* **GIVEN TASK**: Copy the part of the records that opens with the line containing "sconce, giving x and y for each instance?" and runs to the end of the records, leaving the pictures out of your answer.

* **RECORDS FOR THIS TASK**:
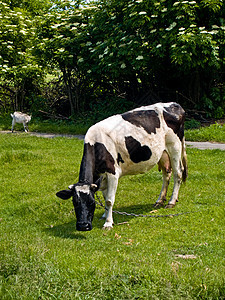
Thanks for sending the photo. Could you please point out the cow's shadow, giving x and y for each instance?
(68, 230)
(139, 209)
(65, 231)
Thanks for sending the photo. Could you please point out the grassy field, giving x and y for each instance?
(214, 132)
(42, 256)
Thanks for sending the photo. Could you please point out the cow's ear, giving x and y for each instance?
(64, 194)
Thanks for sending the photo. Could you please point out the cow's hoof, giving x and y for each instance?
(170, 206)
(107, 226)
(159, 204)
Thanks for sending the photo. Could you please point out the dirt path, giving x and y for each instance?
(198, 145)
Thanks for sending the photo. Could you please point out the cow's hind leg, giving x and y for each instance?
(112, 182)
(13, 123)
(25, 127)
(165, 166)
(177, 167)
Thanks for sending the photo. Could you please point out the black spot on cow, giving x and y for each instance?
(174, 116)
(147, 119)
(104, 161)
(96, 160)
(119, 159)
(137, 152)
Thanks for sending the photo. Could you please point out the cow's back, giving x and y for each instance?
(135, 140)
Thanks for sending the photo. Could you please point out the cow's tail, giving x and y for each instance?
(184, 161)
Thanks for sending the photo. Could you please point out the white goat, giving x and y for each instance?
(18, 117)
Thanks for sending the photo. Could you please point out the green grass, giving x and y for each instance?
(36, 125)
(42, 256)
(214, 132)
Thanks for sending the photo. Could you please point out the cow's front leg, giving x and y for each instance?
(177, 168)
(166, 179)
(109, 200)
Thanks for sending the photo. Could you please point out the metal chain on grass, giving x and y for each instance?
(99, 202)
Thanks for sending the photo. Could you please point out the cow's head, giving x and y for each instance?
(83, 201)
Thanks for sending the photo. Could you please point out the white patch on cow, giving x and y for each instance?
(112, 133)
(82, 189)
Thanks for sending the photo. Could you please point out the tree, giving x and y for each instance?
(19, 72)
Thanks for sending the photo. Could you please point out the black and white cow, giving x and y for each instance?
(130, 143)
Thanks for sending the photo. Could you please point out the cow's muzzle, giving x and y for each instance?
(81, 226)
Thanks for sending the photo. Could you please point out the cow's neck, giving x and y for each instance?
(87, 164)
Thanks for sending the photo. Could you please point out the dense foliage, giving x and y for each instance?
(62, 56)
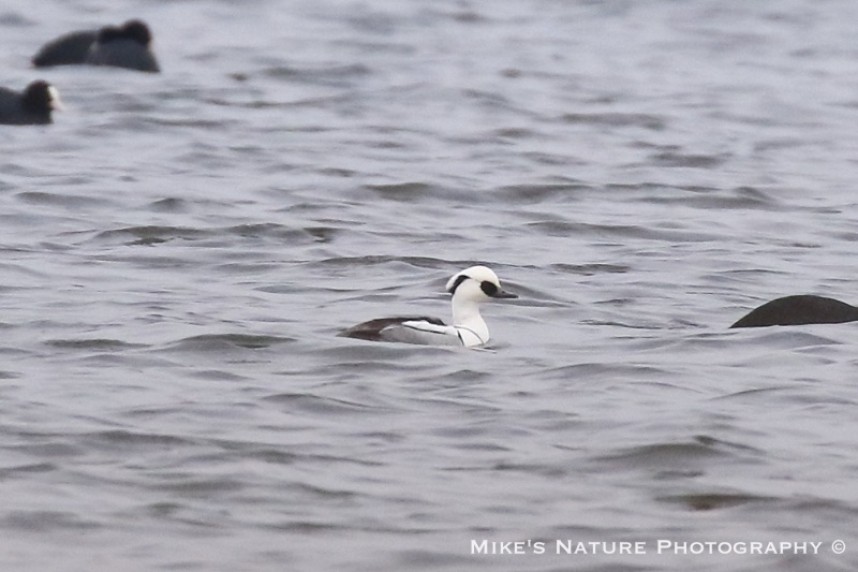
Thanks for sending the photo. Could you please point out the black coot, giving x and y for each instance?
(32, 107)
(127, 46)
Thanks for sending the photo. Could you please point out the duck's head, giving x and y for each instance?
(476, 284)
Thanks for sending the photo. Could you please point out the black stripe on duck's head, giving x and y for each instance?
(477, 283)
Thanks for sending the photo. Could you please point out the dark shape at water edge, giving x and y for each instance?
(69, 49)
(798, 310)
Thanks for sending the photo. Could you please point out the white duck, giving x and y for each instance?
(470, 288)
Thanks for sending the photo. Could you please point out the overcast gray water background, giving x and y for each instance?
(180, 250)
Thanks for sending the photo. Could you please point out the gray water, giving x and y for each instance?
(180, 250)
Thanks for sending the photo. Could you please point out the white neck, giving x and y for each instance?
(473, 330)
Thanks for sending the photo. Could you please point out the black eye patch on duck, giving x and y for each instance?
(458, 281)
(488, 288)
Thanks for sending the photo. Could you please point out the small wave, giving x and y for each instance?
(221, 342)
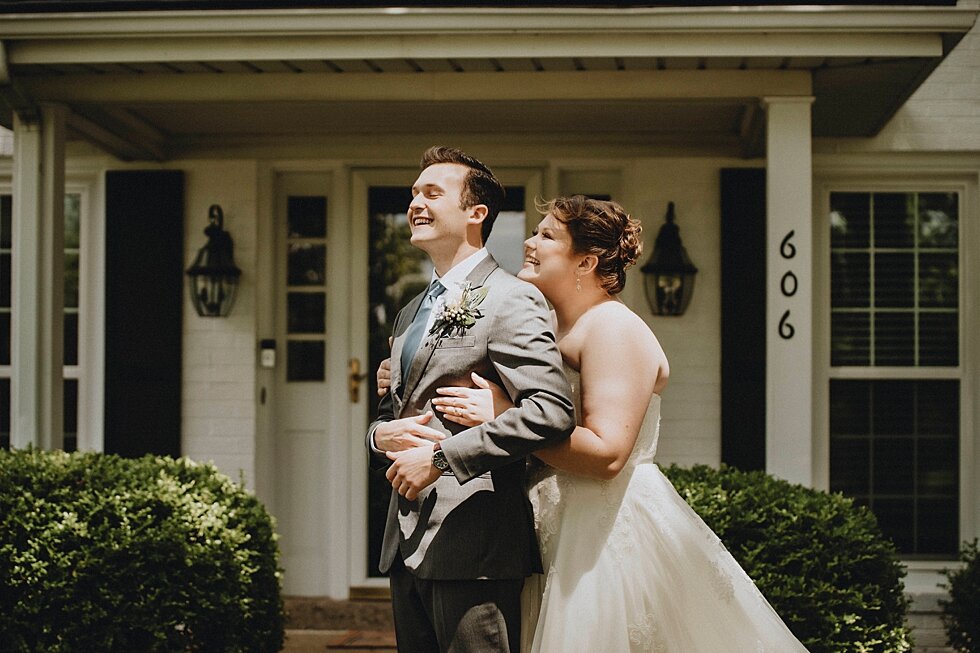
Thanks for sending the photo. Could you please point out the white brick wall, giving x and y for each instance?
(219, 406)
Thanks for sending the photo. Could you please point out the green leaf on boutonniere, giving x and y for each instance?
(460, 311)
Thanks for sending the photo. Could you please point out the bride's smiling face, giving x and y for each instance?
(549, 260)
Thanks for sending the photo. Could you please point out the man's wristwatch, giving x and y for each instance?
(439, 458)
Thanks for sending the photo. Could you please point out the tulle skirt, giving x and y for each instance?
(629, 566)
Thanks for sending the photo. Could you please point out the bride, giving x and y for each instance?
(629, 566)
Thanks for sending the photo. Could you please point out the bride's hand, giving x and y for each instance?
(384, 377)
(472, 406)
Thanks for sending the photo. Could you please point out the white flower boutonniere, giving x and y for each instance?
(459, 311)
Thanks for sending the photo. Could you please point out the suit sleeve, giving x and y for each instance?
(524, 353)
(386, 413)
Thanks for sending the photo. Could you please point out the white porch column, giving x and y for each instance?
(789, 290)
(38, 276)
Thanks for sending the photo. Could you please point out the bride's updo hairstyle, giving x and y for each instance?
(603, 229)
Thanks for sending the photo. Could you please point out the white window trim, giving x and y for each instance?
(901, 178)
(91, 305)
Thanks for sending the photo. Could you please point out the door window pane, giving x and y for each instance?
(305, 360)
(306, 269)
(306, 312)
(850, 220)
(307, 264)
(894, 219)
(938, 224)
(905, 274)
(506, 242)
(894, 445)
(307, 216)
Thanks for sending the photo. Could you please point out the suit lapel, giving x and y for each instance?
(397, 343)
(477, 277)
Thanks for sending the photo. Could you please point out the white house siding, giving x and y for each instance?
(942, 115)
(934, 135)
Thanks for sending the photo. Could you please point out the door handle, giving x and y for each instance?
(354, 379)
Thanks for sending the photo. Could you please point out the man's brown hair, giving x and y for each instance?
(480, 186)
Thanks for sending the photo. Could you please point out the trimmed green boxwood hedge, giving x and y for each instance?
(961, 612)
(821, 561)
(101, 553)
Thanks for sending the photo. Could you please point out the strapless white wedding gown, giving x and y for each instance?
(629, 566)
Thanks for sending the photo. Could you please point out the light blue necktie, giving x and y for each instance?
(415, 331)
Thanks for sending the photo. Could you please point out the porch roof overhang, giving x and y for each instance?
(141, 84)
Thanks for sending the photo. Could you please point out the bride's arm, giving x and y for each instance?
(621, 365)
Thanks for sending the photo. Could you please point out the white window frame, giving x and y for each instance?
(91, 304)
(90, 370)
(923, 574)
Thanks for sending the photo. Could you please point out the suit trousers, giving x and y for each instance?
(455, 616)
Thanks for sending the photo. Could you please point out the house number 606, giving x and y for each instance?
(788, 285)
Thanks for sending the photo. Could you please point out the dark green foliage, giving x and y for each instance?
(102, 553)
(961, 612)
(820, 560)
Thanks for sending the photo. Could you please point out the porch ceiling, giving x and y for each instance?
(138, 85)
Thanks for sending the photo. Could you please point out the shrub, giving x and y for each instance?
(102, 553)
(961, 612)
(821, 561)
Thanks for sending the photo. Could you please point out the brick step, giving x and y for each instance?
(339, 641)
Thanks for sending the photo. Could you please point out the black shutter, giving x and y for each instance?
(743, 317)
(144, 283)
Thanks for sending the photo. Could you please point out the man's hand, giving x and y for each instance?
(406, 433)
(412, 471)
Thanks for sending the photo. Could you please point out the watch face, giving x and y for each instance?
(439, 460)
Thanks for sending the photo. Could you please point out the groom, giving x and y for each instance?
(459, 539)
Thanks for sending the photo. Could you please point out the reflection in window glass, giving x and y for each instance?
(894, 275)
(306, 312)
(307, 216)
(894, 302)
(307, 264)
(894, 446)
(305, 360)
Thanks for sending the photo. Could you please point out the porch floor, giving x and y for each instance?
(321, 625)
(346, 641)
(324, 626)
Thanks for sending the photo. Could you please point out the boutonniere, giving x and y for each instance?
(459, 311)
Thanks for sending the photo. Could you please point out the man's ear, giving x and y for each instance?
(588, 264)
(478, 213)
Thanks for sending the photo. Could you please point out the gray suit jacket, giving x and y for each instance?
(476, 522)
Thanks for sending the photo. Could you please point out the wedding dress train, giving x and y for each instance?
(629, 566)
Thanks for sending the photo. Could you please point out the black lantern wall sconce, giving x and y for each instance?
(669, 274)
(214, 275)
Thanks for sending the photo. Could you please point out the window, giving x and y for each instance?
(72, 246)
(6, 247)
(895, 368)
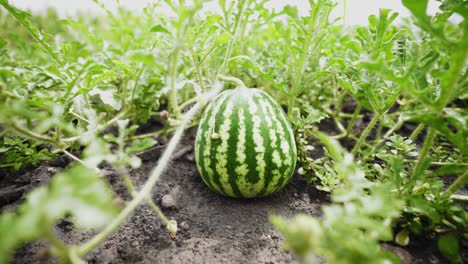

* **SOLUTION**:
Thanks for sending the photo. Could you please point out the black lantern wall sconce, giving x and y for each instance?
(669, 274)
(214, 275)
Thanks for sending the photo. Could you please point out the window, giving x and y for each instance?
(72, 246)
(6, 247)
(895, 368)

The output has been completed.